Exercise prompt
All the data below goes into the copy word for word, but the pictures don't.

***** Dataset *****

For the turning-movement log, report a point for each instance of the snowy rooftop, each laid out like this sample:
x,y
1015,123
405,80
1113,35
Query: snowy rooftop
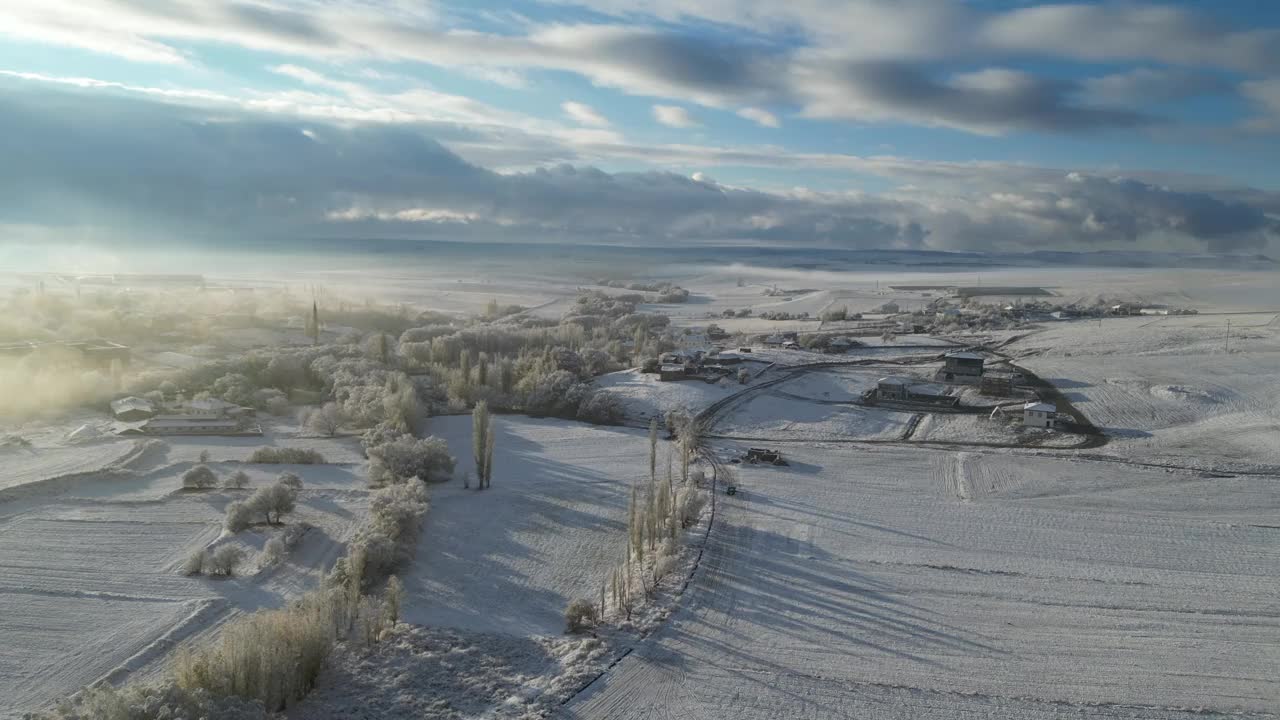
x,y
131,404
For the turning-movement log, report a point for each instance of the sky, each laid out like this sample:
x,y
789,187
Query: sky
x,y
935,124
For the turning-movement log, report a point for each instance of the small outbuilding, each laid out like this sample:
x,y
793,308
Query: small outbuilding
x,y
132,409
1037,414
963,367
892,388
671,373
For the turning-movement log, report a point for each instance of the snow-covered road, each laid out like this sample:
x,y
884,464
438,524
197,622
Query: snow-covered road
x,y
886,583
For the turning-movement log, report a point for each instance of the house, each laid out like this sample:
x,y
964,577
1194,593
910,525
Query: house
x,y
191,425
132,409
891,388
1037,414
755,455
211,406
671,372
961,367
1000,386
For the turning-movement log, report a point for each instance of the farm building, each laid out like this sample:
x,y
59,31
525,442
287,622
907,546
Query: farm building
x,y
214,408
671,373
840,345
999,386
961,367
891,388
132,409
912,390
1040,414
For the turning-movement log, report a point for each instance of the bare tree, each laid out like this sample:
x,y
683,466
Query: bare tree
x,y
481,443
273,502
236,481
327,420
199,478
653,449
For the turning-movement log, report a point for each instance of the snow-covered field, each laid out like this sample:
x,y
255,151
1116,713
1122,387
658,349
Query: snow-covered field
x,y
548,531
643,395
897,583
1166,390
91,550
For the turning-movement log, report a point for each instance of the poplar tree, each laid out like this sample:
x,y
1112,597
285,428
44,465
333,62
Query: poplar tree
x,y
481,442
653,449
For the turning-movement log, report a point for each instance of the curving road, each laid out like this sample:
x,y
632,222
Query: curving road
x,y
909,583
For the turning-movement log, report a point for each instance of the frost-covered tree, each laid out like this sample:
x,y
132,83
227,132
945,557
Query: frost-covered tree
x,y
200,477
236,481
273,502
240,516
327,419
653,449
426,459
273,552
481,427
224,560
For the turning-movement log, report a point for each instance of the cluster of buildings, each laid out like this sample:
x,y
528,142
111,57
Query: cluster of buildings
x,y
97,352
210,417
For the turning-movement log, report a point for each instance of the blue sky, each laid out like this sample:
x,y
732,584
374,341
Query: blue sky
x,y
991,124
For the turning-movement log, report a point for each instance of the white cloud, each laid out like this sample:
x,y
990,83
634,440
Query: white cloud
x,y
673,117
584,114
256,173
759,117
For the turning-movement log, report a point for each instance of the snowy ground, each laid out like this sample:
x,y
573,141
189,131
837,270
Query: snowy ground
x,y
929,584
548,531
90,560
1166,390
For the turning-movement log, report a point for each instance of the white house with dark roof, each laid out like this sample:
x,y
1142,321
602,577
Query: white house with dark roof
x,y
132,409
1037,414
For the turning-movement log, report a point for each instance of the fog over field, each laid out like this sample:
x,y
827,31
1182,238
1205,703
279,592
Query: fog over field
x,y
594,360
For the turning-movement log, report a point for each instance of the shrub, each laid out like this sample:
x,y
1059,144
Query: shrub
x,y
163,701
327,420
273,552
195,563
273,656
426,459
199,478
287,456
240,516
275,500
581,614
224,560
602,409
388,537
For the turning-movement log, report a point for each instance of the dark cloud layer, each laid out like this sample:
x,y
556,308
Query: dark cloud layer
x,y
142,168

*****

Exercise answer
For the turning-movement log, report a point for each instance of the snowy rooftop, each laid out like this sample:
x,y
1015,123
405,80
1113,35
Query: snowy rooftop
x,y
131,404
For the turning-movement log, report a point for each instance of the sky, each laid out like this sample:
x,y
789,187
Query: sky
x,y
935,124
For the turning-movement log, report a point for each instance of the small outbuilding, each laid out like this sample:
x,y
793,308
Query: small outbuilding
x,y
132,409
1037,414
963,367
892,388
671,373
For the turning-movement log, report a point for each instance of the snow-covered road, each laid out like this sample:
x,y
884,464
438,524
197,622
Query: snow-covered road
x,y
886,583
For the turning-movement log, report a point for each instance of the house, each laid out like this sample:
x,y
964,577
1194,593
910,525
Query: house
x,y
191,425
132,409
891,388
1037,414
755,455
211,406
671,372
961,367
1000,386
For the turning-movement log, report a point for each instance of the farm building, each laid out like this sample:
x,y
59,31
525,442
287,622
907,546
Query: farm building
x,y
214,408
671,373
840,345
999,386
961,367
891,388
132,409
912,390
1040,414
For the turning-movement log, report a point for each instance of the bare tree, each laid out like this sample:
x,y
683,466
Query: bare tree
x,y
481,443
273,502
236,481
327,420
199,478
653,449
For the turning-movement log, report a point for each instance of the snow-covered field, each laid out like this sample:
x,y
255,151
1116,713
1122,387
658,349
Query: snow-covered field
x,y
548,531
643,395
897,583
1166,390
91,550
For the turning-movement log, report a point for each instance of the poplar tree, each laid out like this sample:
x,y
1112,597
285,428
44,465
333,62
Query: poplar tree
x,y
481,442
653,449
For the turning-movement log, report a point for each instance of the curving road, each laid out like this sample:
x,y
632,222
Query: curving road
x,y
909,583
For the turning-movement log, report a point for each instance of the frost-covered tree, each laid out like this sample:
x,y
132,83
227,132
945,557
Query: frost-covered tree
x,y
200,477
236,481
273,502
240,516
327,419
653,449
426,459
273,552
481,427
224,560
For the turning-movement log, report a point for each instance of the cluster of buildings, each laid out like this sample:
x,y
528,142
111,57
Query: cluster of buildings
x,y
97,352
210,417
For the turning-movement log, report a point for each instance of the blue sky, each laid out like this sample:
x,y
732,584
374,341
Query: blue sky
x,y
991,124
For the turning-movement log, report a point for each instance of the white cloud, each laid out like this sample:
x,y
990,83
634,440
Query: white cloud
x,y
673,117
584,114
256,173
759,117
For the turning-movement log, report a point for each instance of the snowy ground, each laid out like this sample:
x,y
573,141
189,131
837,270
Query: snowy ground
x,y
929,584
548,531
90,560
1166,390
For the turning-movement log, report a point for each instance of the white house with dark roof, each laid out like this sample:
x,y
1142,321
602,577
Query: white house with dark roof
x,y
132,409
1037,414
For the turning-movement log, report a point for each instance of the fog over field, each laid out like this sample:
x,y
827,31
1182,238
1205,703
279,592
Query: fog over field
x,y
594,360
For the turning-movement log, report a point for each instance of the shrub, each laid out like this sample:
x,y
1059,144
Query: shrub
x,y
163,701
327,420
273,552
195,563
273,656
426,459
199,478
287,456
240,516
275,500
581,614
224,560
602,409
388,537
For the turning-movement log, report a point for each instance of the dark cloud layer, each laid out like this sample:
x,y
556,308
Query: dark cloud layer
x,y
142,168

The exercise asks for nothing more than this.